Syllabus: GS3/ Economy
Context
- The Government of India has successfully met its fiscal deficit target of 4.8% of GDP for the financial year 2024-25, as per provisional data released by the Controller General of Accounts (CGA).
Key Highlights of the FY25 Fiscal Performance
- In 2024–25, the Government of India recorded a fiscal deficit of ₹15.77 lakh crore, which amounted to 4.8% of the GDP, in line with its revised estimates.
- The central government’s total revenue stood at ₹30.78 lakh crore.
- Net tax revenue amounted to ₹24.99 lakh crore, which was 97.7% of the government’s target.
- The government earned ₹10,131 crore from disinvestment of public sector undertakings in 2024–25.
- This contributed to the miscellaneous capital receipts but remained far below the target.
- Total government expenditure stood at ₹46.55 lakh crore, which was 97.8% of the revised estimate.
- Capital expenditure, which refers to spending on long-term assets like infrastructure, reached ₹10.52 lakh crore.
- Revenue expenditure stood at ₹36.03 lakh crore.
What is the fiscal deficit?
- Fiscal Deficit is defined as excess of total budget expenditure (revenue and capital) over total budget receipts (revenue and capital) excluding borrowings during a fiscal year.
- Fiscal Deficit = Total Expenditure – (Revenue Receipts + Non-Debt Creating Capital Receipts).
Implications of fiscal deficit
- Inflationary Pressure: Persistently high fiscal deficits lead to inflation as governments resort to central bank-issued money to finance the deficit.

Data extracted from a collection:
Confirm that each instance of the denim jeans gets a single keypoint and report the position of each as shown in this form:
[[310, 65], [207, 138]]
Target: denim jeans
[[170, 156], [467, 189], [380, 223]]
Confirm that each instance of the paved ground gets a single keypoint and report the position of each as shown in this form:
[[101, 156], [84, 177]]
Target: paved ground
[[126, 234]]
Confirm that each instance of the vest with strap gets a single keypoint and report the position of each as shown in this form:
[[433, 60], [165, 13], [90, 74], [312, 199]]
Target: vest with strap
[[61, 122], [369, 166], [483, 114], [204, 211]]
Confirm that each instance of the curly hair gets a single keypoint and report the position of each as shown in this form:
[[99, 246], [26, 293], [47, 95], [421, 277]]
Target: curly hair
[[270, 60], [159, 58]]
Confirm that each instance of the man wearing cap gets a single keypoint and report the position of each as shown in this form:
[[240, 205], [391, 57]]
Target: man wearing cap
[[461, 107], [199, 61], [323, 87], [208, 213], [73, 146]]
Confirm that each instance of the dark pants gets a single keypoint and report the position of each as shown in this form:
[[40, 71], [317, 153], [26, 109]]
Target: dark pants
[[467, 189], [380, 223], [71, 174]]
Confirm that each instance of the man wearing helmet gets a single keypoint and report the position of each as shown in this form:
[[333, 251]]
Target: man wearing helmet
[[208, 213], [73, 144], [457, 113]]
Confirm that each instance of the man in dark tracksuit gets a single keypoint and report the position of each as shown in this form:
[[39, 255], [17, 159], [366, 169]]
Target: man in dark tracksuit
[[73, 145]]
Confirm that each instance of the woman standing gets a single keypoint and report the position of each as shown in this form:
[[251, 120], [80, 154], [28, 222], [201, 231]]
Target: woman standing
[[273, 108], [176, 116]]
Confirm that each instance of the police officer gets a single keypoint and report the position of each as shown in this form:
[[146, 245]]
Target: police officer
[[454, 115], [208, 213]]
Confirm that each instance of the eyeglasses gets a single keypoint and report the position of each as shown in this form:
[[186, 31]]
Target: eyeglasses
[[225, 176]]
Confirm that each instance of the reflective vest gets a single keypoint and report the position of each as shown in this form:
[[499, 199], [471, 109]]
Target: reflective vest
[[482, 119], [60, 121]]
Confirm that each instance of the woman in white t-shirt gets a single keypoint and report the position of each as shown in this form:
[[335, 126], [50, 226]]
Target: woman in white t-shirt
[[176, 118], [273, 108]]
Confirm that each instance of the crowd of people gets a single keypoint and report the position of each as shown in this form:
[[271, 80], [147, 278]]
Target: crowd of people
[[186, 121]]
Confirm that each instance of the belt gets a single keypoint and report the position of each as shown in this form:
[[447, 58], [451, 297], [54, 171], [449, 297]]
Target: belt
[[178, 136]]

◆ **Given task 1**: In the article on India's 2024–25 fiscal deficit, revise the span from "- Revenue expenditure" to "finance the deficit." so that "central bank-issued money" becomes "newly printed money".
◆ **Given task 2**: Carry the article on India's 2024–25 fiscal deficit forward from its last sentence.

◆ **Written response 1**:
- Revenue expenditure stood at ₹36.03 lakh crore.
What is the fiscal deficit?
- Fiscal Deficit is defined as excess of total budget expenditure (revenue and capital) over total budget receipts (revenue and capital) excluding borrowings during a fiscal year.
- Fiscal Deficit = Total Expenditure – (Revenue Receipts + Non-Debt Creating Capital Receipts).
Implications of fiscal deficit
- Inflationary Pressure: Persistently high fiscal deficits lead to inflation as governments resort to newly printed money to finance the deficit.

◆ **Written response 2**:
- Crowding Out effect: When the government borrows a large portion of available funds from financial markets to finance its deficit, it crowds out private investment with reduced access to credit for businesses and individuals.
- Reduced Fiscal Space: A high fiscal deficit limits the government’s ability to respond to economic shocks or crises.
- Difficulty in borrowing: As a government’s finances worsen, demand for the government’s bonds begins to drop, forcing the government to offer to pay a higher interest rate to lenders.
Benefits of lower fiscal deficit
- Improved Credit Ratings: Consistent deficit reduction enhances international credit ratings, lowering borrowing costs in global markets.
- Reduced Debt Servicing: Less spending on interest payments frees funds for development projects like infrastructure, education, and healthcare.
- Improved Balance of Payments: Lower reliance on foreign borrowing stabilizes the exchange rate and current account.
- Enhanced Investor Confidence: Signals fiscal discipline, attracting greater foreign and domestic investments.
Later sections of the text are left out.